(Region-labeling records)
:::

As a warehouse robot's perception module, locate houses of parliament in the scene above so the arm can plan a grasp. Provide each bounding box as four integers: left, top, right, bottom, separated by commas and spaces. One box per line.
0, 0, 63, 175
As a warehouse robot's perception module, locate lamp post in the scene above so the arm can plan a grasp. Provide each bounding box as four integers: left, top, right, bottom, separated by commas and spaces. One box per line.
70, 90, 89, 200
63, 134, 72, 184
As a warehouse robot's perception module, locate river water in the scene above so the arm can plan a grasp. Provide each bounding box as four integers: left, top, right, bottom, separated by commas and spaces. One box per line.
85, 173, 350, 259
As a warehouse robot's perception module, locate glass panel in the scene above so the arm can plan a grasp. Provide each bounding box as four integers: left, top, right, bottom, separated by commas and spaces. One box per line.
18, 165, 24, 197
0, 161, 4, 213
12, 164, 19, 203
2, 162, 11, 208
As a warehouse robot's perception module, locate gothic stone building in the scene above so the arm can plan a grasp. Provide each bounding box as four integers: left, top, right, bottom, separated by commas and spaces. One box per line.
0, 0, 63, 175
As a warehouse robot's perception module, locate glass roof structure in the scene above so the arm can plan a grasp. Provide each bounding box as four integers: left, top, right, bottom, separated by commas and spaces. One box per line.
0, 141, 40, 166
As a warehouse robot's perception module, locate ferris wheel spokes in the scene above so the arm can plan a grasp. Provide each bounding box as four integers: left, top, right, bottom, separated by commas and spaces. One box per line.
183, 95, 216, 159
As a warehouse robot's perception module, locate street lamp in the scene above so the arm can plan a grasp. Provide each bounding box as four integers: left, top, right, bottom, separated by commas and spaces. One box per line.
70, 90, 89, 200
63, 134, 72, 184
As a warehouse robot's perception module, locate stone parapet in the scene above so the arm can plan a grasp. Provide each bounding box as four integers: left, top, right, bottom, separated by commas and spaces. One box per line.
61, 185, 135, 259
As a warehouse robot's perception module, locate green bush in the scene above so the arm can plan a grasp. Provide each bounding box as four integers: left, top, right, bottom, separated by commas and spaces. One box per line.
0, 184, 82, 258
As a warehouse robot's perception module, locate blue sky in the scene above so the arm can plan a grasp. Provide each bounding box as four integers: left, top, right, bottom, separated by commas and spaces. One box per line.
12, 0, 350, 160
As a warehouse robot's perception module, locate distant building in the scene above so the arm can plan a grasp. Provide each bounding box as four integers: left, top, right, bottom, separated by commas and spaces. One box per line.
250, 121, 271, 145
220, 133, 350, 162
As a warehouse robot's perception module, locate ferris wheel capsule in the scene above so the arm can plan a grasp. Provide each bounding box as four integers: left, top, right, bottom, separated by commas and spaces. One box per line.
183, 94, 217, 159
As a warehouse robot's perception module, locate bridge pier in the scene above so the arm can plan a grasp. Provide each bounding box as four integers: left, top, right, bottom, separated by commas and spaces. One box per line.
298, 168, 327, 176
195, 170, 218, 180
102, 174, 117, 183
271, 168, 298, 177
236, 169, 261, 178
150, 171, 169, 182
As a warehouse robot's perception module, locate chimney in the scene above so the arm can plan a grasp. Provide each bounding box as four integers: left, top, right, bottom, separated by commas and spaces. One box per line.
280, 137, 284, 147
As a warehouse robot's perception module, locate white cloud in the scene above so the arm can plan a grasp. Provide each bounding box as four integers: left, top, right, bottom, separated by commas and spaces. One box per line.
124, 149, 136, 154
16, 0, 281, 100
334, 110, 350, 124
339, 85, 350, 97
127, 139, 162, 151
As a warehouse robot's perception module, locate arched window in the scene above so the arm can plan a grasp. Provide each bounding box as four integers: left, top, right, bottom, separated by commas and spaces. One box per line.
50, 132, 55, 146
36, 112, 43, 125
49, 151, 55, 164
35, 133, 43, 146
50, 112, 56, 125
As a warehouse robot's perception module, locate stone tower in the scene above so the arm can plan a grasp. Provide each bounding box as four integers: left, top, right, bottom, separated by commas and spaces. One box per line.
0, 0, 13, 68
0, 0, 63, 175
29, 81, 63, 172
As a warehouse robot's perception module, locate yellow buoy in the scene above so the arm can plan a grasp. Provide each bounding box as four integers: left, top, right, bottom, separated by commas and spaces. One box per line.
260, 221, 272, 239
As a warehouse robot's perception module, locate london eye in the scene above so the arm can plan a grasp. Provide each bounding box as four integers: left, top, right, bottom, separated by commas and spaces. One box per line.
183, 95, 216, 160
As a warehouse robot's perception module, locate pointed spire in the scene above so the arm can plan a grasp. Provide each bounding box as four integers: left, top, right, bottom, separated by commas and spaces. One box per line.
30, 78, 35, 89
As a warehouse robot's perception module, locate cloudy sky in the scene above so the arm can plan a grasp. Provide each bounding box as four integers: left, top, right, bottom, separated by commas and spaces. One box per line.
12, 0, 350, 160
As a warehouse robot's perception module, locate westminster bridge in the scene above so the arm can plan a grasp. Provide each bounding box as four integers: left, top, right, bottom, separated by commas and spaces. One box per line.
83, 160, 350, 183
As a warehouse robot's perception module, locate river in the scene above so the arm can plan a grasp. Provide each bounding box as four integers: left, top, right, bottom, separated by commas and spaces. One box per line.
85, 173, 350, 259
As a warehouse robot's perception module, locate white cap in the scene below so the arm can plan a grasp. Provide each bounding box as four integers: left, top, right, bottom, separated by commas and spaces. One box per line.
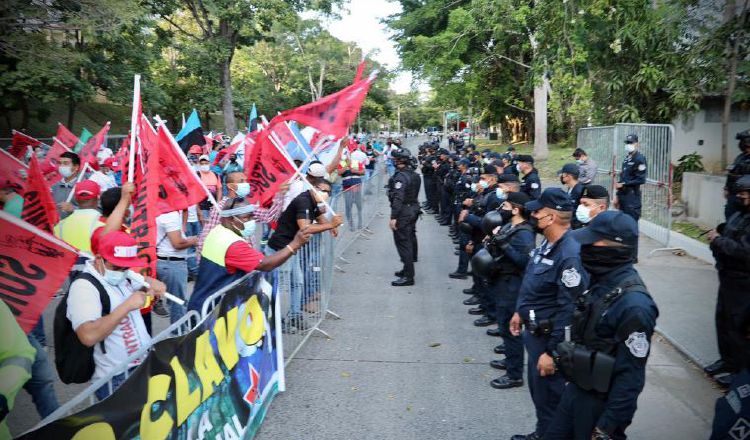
307, 162, 326, 177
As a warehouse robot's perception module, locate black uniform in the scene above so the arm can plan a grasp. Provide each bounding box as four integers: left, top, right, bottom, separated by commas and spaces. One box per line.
711, 200, 750, 372
388, 163, 421, 280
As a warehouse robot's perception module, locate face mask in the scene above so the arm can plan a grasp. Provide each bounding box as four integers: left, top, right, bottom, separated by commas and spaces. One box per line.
495, 188, 508, 201
57, 165, 73, 179
104, 267, 125, 286
235, 217, 256, 238
581, 245, 633, 276
234, 182, 250, 198
500, 209, 513, 224
576, 205, 591, 223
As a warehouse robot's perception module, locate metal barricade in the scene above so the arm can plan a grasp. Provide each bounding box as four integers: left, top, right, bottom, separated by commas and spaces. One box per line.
32, 311, 201, 430
576, 124, 674, 252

:::

The exercise:
Report how many lines of the material contain the string "white", treating uppercase and lowercase as different, and give only the number.

Full answer:
2